- Task to carry out
Exactly as written, output each record given below.

- Data section
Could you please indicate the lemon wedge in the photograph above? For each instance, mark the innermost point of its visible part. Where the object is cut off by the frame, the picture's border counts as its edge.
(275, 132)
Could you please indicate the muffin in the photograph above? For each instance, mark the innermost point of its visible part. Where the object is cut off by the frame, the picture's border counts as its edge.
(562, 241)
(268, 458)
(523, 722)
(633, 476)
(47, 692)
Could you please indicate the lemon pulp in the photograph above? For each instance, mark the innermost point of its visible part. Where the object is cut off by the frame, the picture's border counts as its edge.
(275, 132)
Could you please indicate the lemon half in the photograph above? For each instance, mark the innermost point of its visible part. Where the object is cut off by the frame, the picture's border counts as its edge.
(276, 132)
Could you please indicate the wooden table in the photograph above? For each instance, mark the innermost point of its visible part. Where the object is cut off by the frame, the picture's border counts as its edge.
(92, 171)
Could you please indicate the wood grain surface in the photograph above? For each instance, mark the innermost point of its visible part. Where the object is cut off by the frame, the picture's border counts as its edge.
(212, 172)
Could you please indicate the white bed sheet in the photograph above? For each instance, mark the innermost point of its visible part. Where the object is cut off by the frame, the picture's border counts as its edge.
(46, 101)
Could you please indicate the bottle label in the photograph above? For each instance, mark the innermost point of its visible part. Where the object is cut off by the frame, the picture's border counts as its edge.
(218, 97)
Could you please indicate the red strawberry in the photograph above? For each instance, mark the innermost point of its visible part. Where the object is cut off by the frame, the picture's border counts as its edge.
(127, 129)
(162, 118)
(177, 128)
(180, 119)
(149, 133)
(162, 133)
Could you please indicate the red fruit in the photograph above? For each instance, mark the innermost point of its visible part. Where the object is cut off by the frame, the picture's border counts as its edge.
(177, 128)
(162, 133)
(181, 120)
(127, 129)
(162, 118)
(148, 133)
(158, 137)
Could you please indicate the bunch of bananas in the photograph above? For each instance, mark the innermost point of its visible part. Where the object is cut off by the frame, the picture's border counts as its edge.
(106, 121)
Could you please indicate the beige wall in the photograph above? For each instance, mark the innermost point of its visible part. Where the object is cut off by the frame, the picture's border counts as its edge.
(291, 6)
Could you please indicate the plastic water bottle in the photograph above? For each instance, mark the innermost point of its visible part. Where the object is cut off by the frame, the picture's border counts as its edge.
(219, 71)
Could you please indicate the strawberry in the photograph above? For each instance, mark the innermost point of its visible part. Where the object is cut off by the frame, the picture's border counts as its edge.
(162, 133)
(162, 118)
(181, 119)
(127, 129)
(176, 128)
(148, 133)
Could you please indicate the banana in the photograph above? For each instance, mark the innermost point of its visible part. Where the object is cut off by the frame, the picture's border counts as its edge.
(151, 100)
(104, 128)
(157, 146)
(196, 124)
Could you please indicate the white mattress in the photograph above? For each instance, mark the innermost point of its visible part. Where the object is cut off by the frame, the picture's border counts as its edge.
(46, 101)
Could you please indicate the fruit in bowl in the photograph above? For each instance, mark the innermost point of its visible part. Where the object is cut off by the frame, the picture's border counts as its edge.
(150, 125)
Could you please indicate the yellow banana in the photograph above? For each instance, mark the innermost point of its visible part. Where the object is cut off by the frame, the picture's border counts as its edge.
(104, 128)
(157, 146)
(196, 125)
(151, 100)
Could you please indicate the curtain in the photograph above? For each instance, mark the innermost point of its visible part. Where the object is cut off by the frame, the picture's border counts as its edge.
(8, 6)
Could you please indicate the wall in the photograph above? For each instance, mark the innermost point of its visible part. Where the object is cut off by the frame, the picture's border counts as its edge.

- Answer to this task
Could you please indicate the lemon wedge in the photograph above? For each instance, mark the innermost point of its visible part. Where the object is cut off by the frame, the picture's border counts as its edge.
(275, 132)
Could you please indicate the muffin in the photograph above? For each instance, mark the innermost point of its visible part. Where the object is cut off by the frame, the picture's border counts as its edge.
(562, 241)
(268, 458)
(523, 722)
(633, 476)
(47, 692)
Could you please indicate the lemon pulp in the photograph above? For each instance, mark the innermost point of its visible part. Where the object is cut off by the frame, the picture's border counts as its edge.
(275, 132)
Could you please indicate the lemon half in the photograph above? For each instance, mark the innermost point of its visible part. Where the object is cut off by the frame, the picture's border counts as its edge.
(276, 132)
Could you please indicate the wooden table in the photograph above? For each instance, mark the innermost point of its visible part. Where the object is cut off by the frame, the picture's border counts as its edge.
(92, 171)
Could you please indicate the wood grain surface in the photograph above? For each instance, mark the innermost point of its visible part. Where the object is cut off by the frame, the picture's border counts as its edge.
(212, 172)
Could you please indicate the white bed sheet in the photograph above? For each instance, mark the innermost point of its visible part. Where the object is cut off by the frame, the picture's border counts as its edge.
(46, 101)
Could you please indicate the bottle label in the photograph above? For each instance, mark the innermost point of its visible part. Where the object is cut off by the frame, the picture's border counts as its edge.
(218, 97)
Could you please indicate the red strawberry in the photograph above? For each instance, mark the innermost point of its visible part. Where the object is cut off by the frame, the picture's border counts as its edge.
(127, 129)
(162, 118)
(177, 128)
(180, 119)
(149, 133)
(162, 133)
Could you please indicate the red fruit in the photograph above? For each instance, mark the innermost point of its visible part. Where the object is cut off by the frame, the picture's border counts as its edge.
(177, 128)
(162, 133)
(181, 120)
(127, 129)
(162, 118)
(148, 133)
(158, 137)
Could you please indicate the bunch of bananas in the photograph above? For each instance, mark the innermost point of its visible part. Where the object is cut off by the frame, the picture's border counts as its edge.
(106, 121)
Could you please indicate the beige wall in the photograph above? For each instance, mark the innermost point of its visible part. Where the object is cut off by the frame, the picture's border counts as its edge.
(291, 6)
Could you please indicate the plastic water bottle in the photograph above? For each instance, mark the innermost point of its visible part. Where the object is cut off by the frame, the picture's border counts as its edge.
(219, 71)
Could you please indicate the strawberry in the photograph above? For each instance, mark the innermost point of its visible part. Where the object is cut off by the frame, the picture's border counts as its edge.
(162, 133)
(162, 118)
(181, 119)
(127, 129)
(176, 128)
(148, 133)
Could you please indicate the banana in the photograph above? For each instance, mark the innermost point of its visible part. Where the object is cut off by the frame, the picture's border counts as its edge.
(151, 100)
(104, 128)
(157, 146)
(196, 124)
Could you please indicate the white mattress in the photograph above? For each instance, mark the innermost point of its visible part. Where the object is cut off by the frame, the picture's border counts as its edge.
(46, 101)
Could you please indicate the fruit in bowl in the photograph above? For each instance, mark the innermost point of its visible part. Where the object is cut off by the frame, the picture's border counts as its edge.
(150, 125)
Could you please indicate the yellow banana in the photograph above? For each instance, mark the innermost point of its visible part. Where the object is cut off by the frame, the picture's border counts as its edge.
(104, 128)
(157, 146)
(196, 125)
(151, 100)
Could you please indicate the curtain in the photograph above? For each instance, mark the innermost point of its visible part. Where the object is cut off by the frame, the picture's border counts as its edge.
(8, 6)
Could you please indicate the wall in the photograph above? For each instance, mark the innermost point of its visible part. Where the object is cut off by the frame, the picture's border counts as its edge.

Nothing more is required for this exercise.